▶ [SOURCE TEXT]
In this tutorial, we'll see how to solve a Pandas error – "ValueError: Mixing dicts with non-Series may lead to ambiguous ordering.".
We get this error from the Pandas when we try to create DataFrame with mixed elements:
- dictionaries
- non-Series
- list
- etc
In short to solve this error use json_normalize()
:
from pandas import json_normalize
json_normalize(data)
Reproduce the error
First let's see an example with this error. Suppose we have data for the Game of Thrones movie - data is extracted from imdb by library - cinemagoer.
If you like to find how to extract and analyze IMDB with Python you can follow youtube channel - DataScientYst - we are planning video on this topic.
We would like to create DataFrame with this data like:
import pandas as pd
data = {'title': 'Game of Thrones',
'year': 2011,
'kind': 'tv series',
'taglines': ['Winter is coming.',
'Winter is here. (season 7)',
'The Great War Is Here (Season 8)',
'For the Throne.'],
'number of votes': {10: 1210366, 9: 444762, 8: 192847, 7: 76850, 6: 30220,
5: 18478, 4: 9341, 3: 7930, 2: 7145, 1: 65485},
'arithmetic mean': 9.0,
'median': 1}
pd.DataFrame(data)
we got error like:
ValueError: Mixing dicts with non-Series may lead to ambiguous ordering.
the one mentioned in the title.
Solve the error - json_normalize
To solve this error we will use: json_normalize
from pandas import json_normalize
json_normalize(data)

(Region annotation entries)
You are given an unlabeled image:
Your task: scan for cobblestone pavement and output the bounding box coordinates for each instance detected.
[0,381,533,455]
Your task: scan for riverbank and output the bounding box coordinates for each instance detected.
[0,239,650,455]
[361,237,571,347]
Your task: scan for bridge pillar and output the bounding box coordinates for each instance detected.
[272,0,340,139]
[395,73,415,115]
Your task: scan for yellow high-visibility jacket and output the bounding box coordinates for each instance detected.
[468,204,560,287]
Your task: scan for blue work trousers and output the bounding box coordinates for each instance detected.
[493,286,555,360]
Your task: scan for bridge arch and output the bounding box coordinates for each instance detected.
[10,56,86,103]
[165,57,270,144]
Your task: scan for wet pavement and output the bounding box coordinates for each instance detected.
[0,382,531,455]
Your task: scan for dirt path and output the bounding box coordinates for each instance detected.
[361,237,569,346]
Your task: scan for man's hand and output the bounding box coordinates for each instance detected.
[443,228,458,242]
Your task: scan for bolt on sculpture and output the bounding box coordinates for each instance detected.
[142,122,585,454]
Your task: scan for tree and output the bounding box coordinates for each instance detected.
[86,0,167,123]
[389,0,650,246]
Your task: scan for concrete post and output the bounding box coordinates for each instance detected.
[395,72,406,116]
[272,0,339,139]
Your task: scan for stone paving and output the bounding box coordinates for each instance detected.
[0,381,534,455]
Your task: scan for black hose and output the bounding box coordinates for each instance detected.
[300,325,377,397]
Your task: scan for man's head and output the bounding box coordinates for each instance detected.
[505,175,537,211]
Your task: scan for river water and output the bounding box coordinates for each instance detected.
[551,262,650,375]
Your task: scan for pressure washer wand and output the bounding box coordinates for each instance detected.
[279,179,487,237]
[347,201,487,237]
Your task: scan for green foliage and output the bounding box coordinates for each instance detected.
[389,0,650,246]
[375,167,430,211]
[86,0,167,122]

▶ [WHAT TO DO]
a. For each statement about the source text on the pandas error, answer yes or no and quote the exact words of the text that decide it: (i) The error appears when creating a DataFrame with mixed elements. (ii) The example data gives the year as 2010. (iii) The text solves the error with json_normalize.
b. Write out the lines of the rows, starting with the first line of the rows and going on through the line with "[361,237,571,347]", with both ends included.
The text and the rows have nothing to do with each other.

▶ [COMPLETE ANSWERS]
a.
(i) Yes: "We get this error from the Pandas when we try to create DataFrame with mixed elements"
(ii) No: "'year': 2011,"
(iii) Yes: "To solve this error we will use: json_normalize"

b.
You are given an unlabeled image:
Your task: scan for cobblestone pavement and output the bounding box coordinates for each instance detected.
[0,381,533,455]
Your task: scan for riverbank and output the bounding box coordinates for each instance detected.
[0,239,650,455]
[361,237,571,347]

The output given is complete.